> Directions for this task
Report back every line of the entries that contains "shrub", exactly as written.

::: Data for processing :::

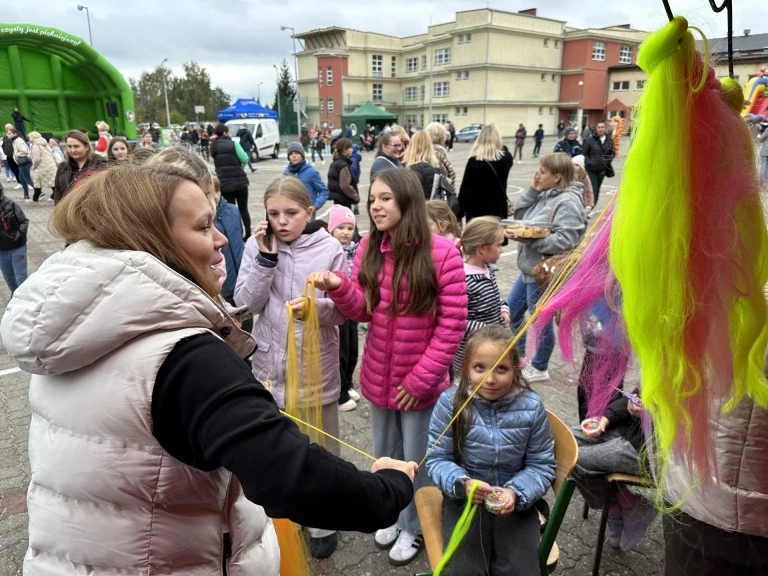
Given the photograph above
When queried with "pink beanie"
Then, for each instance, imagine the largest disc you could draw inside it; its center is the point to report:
(340, 215)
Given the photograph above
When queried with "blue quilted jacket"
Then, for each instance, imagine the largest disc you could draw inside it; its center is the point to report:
(509, 444)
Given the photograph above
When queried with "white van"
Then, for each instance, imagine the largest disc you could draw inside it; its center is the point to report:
(265, 133)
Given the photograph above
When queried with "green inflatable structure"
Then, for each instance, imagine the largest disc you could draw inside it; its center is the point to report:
(60, 83)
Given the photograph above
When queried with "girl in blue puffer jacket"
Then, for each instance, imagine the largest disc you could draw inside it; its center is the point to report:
(501, 441)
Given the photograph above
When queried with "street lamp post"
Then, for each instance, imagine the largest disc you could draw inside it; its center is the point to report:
(80, 8)
(296, 74)
(165, 91)
(277, 92)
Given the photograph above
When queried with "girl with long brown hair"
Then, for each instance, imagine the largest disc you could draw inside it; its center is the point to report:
(409, 286)
(501, 442)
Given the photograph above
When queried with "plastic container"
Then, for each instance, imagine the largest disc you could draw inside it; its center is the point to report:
(496, 500)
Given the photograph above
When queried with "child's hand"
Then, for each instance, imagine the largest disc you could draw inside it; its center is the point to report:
(260, 235)
(404, 400)
(482, 491)
(509, 507)
(297, 304)
(386, 463)
(327, 281)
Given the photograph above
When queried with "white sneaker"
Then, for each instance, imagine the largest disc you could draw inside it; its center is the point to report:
(348, 406)
(405, 549)
(532, 374)
(385, 537)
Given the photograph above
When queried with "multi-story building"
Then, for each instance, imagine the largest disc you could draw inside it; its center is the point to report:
(485, 66)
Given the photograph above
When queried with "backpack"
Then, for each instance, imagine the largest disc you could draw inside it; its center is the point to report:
(442, 190)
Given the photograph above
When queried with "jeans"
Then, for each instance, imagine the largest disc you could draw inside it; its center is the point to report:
(524, 297)
(25, 177)
(13, 264)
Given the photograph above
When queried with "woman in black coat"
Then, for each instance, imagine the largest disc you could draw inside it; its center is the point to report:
(483, 189)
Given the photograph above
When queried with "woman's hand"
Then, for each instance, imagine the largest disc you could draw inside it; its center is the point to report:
(404, 400)
(297, 305)
(481, 493)
(386, 463)
(260, 235)
(509, 507)
(326, 281)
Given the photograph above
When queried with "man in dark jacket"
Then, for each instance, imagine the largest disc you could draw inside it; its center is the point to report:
(598, 158)
(13, 242)
(247, 143)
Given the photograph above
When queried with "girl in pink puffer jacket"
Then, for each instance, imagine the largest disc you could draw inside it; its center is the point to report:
(413, 333)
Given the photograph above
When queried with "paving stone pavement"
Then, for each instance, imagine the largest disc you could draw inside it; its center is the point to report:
(357, 554)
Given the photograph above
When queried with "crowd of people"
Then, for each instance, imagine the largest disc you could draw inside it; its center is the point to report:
(164, 265)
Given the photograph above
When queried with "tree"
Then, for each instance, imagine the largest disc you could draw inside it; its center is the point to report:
(185, 92)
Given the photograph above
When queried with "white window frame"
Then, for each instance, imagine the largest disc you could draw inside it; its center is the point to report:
(442, 57)
(598, 51)
(441, 89)
(625, 54)
(377, 65)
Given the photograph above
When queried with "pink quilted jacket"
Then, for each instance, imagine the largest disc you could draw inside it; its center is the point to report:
(414, 351)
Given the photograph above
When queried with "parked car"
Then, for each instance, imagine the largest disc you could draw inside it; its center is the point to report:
(265, 133)
(469, 133)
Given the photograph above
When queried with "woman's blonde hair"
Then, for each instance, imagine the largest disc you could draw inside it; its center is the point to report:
(482, 231)
(559, 164)
(128, 207)
(83, 139)
(441, 214)
(437, 133)
(420, 149)
(186, 160)
(290, 187)
(488, 146)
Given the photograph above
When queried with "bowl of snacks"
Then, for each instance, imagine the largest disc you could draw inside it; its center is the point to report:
(590, 425)
(496, 500)
(525, 229)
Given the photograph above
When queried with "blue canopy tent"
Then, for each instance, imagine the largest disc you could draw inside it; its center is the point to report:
(245, 108)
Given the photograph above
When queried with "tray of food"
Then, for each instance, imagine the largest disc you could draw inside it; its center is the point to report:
(525, 229)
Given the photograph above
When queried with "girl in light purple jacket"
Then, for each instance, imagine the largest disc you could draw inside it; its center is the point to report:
(284, 250)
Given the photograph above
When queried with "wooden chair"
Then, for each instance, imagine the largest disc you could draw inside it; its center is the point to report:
(429, 502)
(615, 482)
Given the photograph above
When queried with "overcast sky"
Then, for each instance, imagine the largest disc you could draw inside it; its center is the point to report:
(238, 41)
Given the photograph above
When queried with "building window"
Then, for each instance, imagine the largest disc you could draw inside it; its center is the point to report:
(441, 89)
(376, 64)
(598, 51)
(625, 55)
(442, 56)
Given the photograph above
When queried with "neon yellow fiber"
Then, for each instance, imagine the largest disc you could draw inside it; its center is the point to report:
(459, 531)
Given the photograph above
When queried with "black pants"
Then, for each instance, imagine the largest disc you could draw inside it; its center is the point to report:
(240, 197)
(348, 353)
(694, 548)
(495, 545)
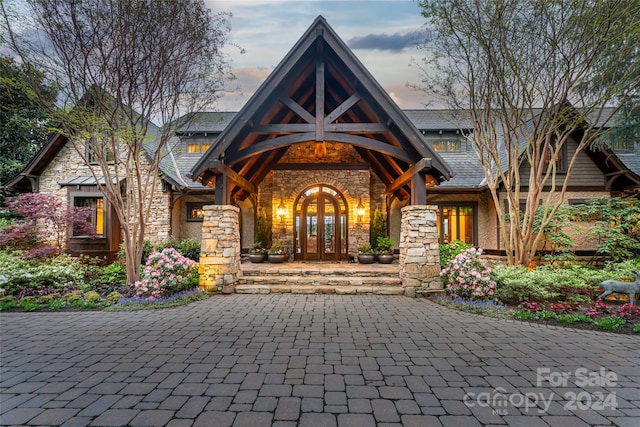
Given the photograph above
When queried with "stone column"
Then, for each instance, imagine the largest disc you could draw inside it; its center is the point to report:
(220, 254)
(419, 249)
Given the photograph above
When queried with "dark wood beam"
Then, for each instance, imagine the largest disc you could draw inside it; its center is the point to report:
(342, 108)
(298, 109)
(369, 143)
(321, 166)
(357, 127)
(280, 128)
(268, 145)
(223, 190)
(219, 168)
(419, 189)
(420, 167)
(320, 92)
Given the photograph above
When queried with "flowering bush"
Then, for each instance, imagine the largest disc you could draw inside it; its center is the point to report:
(628, 311)
(532, 306)
(468, 276)
(166, 273)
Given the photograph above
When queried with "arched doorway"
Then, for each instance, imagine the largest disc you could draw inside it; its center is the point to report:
(320, 224)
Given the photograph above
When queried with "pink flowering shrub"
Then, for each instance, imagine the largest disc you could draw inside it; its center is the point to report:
(166, 273)
(469, 276)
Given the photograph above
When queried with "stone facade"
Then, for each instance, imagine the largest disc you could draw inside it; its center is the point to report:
(220, 253)
(68, 163)
(419, 249)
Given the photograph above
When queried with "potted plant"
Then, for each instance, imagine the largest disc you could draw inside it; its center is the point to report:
(257, 253)
(365, 254)
(385, 249)
(277, 253)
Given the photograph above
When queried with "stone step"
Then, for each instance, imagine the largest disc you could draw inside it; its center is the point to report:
(318, 289)
(320, 280)
(314, 270)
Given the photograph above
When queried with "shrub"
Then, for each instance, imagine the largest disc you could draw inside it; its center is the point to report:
(109, 278)
(44, 218)
(114, 297)
(572, 282)
(56, 304)
(449, 251)
(469, 276)
(46, 299)
(73, 296)
(91, 296)
(30, 277)
(190, 248)
(166, 273)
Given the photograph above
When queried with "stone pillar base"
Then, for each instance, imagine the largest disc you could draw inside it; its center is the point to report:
(419, 249)
(220, 252)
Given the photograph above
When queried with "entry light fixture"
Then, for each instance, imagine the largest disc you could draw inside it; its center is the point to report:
(360, 211)
(280, 211)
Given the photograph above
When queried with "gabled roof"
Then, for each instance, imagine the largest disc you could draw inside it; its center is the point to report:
(319, 92)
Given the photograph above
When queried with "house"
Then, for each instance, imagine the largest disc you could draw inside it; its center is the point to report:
(319, 147)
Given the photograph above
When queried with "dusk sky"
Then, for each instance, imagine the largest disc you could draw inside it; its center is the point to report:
(382, 34)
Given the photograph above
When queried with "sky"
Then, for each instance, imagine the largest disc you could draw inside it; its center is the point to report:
(382, 34)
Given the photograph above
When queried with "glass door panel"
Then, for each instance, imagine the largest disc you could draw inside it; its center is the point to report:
(329, 226)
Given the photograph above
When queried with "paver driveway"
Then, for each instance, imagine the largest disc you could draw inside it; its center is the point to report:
(311, 360)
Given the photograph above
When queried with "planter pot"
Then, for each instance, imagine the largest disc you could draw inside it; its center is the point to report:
(385, 258)
(366, 258)
(278, 258)
(257, 257)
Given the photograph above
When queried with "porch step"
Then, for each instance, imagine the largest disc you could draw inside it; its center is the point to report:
(319, 280)
(324, 278)
(319, 289)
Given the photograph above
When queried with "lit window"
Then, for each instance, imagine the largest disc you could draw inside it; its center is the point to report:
(98, 149)
(560, 158)
(195, 211)
(455, 223)
(96, 218)
(447, 145)
(198, 147)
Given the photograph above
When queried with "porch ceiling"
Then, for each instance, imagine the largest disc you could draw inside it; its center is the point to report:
(319, 92)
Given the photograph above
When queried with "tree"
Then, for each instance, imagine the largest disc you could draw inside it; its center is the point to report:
(122, 63)
(24, 122)
(534, 77)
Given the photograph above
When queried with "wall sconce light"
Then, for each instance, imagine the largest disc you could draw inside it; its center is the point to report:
(281, 211)
(360, 211)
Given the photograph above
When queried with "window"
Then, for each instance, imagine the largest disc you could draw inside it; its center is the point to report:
(197, 147)
(560, 158)
(456, 223)
(447, 145)
(195, 211)
(96, 218)
(623, 145)
(95, 147)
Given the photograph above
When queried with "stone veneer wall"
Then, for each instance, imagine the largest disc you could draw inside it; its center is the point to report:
(419, 249)
(220, 253)
(68, 163)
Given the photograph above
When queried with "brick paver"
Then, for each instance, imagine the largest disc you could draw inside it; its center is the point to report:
(311, 360)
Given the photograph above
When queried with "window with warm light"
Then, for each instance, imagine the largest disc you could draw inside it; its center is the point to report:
(456, 223)
(96, 216)
(197, 147)
(195, 211)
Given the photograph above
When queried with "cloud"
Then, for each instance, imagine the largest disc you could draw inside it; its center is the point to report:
(395, 42)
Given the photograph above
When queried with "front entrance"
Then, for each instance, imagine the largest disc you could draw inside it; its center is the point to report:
(320, 225)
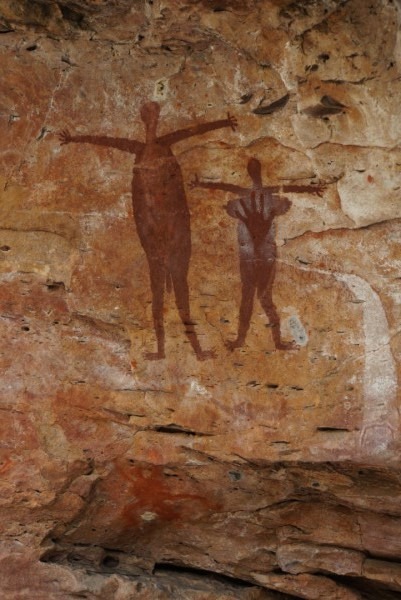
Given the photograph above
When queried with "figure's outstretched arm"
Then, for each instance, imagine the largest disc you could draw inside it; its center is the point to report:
(216, 185)
(182, 134)
(123, 144)
(297, 189)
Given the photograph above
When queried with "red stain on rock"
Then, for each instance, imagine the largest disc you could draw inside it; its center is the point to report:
(156, 497)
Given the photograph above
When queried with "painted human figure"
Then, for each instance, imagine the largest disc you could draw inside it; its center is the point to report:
(161, 214)
(256, 208)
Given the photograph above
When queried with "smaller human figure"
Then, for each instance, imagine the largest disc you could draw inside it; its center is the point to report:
(256, 208)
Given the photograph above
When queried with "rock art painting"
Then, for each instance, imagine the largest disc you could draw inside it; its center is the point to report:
(161, 214)
(256, 208)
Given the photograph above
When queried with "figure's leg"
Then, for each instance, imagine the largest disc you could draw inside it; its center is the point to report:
(265, 293)
(248, 289)
(157, 273)
(179, 274)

:::

> Completed task
When queried with "pink flowering shrub"
When queried with "shrub"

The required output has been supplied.